| Work instructions |
Note how many lines in these entries contain "cinnamon", and reply with that number alone.

[Records for this exercise — start]

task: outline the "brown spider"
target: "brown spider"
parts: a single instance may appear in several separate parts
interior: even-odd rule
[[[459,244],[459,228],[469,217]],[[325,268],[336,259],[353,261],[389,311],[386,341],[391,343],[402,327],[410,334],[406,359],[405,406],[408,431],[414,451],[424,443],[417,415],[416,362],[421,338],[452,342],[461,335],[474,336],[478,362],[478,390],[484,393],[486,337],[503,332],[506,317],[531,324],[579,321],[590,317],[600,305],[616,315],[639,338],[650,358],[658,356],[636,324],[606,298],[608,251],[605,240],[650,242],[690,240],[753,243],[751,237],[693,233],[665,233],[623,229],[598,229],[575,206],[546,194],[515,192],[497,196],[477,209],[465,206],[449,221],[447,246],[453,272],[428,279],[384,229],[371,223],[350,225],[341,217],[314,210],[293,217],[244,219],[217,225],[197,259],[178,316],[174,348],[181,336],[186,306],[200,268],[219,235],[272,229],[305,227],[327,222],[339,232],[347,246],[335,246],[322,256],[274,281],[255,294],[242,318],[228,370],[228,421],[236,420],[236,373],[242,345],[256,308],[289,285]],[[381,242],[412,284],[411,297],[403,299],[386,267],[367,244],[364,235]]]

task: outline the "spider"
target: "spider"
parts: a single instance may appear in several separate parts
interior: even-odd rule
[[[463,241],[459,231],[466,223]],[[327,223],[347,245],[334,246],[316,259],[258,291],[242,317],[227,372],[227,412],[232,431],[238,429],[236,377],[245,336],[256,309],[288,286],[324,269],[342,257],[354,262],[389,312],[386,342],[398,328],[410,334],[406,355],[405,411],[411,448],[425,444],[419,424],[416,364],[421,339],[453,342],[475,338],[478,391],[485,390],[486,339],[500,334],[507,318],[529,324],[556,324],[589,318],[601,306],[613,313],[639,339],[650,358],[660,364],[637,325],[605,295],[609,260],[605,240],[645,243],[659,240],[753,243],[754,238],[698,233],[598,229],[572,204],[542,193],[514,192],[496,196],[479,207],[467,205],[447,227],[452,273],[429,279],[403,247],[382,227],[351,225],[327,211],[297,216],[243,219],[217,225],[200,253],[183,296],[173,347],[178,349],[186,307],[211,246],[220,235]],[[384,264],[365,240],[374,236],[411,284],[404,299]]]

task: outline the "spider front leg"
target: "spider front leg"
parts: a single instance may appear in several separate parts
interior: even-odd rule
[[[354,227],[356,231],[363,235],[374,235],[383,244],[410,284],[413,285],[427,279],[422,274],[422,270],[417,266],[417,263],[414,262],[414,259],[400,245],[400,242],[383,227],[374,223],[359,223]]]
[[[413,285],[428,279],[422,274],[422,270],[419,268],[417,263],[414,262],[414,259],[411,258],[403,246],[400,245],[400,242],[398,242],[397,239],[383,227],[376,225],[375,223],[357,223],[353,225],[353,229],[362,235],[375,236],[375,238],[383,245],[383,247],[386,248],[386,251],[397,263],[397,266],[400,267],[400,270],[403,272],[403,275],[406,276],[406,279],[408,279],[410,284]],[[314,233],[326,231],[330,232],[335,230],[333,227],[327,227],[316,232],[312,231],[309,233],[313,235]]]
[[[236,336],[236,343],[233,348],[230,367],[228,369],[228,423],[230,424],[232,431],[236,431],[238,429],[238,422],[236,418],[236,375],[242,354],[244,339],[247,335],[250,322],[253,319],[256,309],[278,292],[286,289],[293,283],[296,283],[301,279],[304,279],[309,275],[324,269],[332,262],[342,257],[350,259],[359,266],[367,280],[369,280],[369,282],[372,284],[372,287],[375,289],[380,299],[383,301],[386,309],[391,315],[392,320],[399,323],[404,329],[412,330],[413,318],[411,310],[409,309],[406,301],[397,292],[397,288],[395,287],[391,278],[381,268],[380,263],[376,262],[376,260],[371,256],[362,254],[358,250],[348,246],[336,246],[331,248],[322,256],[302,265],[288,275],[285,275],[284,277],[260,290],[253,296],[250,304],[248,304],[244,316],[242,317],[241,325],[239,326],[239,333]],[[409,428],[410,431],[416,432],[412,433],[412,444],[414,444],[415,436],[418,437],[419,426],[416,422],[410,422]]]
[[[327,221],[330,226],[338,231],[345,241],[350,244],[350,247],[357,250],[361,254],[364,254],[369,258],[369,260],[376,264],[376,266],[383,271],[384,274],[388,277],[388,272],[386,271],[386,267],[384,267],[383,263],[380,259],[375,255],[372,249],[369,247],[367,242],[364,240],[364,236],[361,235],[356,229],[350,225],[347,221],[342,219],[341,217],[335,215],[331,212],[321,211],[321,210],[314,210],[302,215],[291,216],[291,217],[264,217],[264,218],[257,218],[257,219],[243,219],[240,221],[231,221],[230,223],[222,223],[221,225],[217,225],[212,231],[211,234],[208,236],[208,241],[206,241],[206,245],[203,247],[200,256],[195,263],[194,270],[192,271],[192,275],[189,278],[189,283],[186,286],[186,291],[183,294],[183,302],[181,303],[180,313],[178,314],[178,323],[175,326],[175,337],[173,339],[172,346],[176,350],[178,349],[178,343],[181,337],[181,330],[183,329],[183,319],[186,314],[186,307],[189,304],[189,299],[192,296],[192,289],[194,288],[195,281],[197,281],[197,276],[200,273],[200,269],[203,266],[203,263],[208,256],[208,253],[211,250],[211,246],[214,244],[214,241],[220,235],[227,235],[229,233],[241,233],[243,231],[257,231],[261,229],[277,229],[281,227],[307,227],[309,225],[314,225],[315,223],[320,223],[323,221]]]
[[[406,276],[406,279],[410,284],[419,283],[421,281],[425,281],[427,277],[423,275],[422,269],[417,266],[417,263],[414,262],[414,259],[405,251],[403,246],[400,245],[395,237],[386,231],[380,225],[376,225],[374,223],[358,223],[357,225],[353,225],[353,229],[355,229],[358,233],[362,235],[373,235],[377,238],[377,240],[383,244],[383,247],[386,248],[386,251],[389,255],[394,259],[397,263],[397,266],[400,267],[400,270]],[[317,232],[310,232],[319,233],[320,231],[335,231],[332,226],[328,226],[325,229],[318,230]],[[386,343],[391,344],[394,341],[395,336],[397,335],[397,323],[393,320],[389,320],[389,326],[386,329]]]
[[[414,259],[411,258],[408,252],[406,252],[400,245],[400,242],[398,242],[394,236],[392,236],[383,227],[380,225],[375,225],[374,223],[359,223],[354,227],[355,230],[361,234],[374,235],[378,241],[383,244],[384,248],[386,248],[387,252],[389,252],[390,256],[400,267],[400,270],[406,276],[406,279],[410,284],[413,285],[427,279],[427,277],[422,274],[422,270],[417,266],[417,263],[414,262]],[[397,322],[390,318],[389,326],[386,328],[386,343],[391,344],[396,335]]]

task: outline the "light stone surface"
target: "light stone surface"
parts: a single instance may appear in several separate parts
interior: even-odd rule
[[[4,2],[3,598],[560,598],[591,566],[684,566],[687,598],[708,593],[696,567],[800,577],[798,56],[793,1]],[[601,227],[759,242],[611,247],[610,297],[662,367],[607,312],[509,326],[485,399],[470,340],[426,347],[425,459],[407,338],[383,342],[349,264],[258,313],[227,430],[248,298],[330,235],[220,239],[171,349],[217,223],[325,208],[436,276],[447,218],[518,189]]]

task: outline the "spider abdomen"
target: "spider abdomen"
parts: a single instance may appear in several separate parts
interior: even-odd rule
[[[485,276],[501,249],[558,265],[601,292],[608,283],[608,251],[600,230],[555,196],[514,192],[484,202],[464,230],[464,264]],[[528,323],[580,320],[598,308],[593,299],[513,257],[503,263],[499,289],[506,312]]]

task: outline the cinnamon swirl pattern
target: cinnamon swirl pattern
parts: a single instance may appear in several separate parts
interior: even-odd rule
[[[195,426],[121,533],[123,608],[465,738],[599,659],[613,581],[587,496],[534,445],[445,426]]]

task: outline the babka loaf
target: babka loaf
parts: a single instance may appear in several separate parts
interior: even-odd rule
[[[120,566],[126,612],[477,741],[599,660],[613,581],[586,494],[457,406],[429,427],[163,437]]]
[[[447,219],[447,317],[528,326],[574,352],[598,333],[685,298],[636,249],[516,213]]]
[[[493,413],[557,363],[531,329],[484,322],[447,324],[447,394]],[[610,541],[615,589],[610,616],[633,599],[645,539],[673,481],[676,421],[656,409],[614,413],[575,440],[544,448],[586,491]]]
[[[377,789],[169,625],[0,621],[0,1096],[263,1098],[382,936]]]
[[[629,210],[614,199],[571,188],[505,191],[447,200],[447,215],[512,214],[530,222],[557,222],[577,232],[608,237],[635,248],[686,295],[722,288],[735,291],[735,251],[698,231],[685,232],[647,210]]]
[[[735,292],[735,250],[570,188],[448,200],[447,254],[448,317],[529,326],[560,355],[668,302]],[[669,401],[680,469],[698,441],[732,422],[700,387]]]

[Records for this exercise — finish]

| Written solution |
2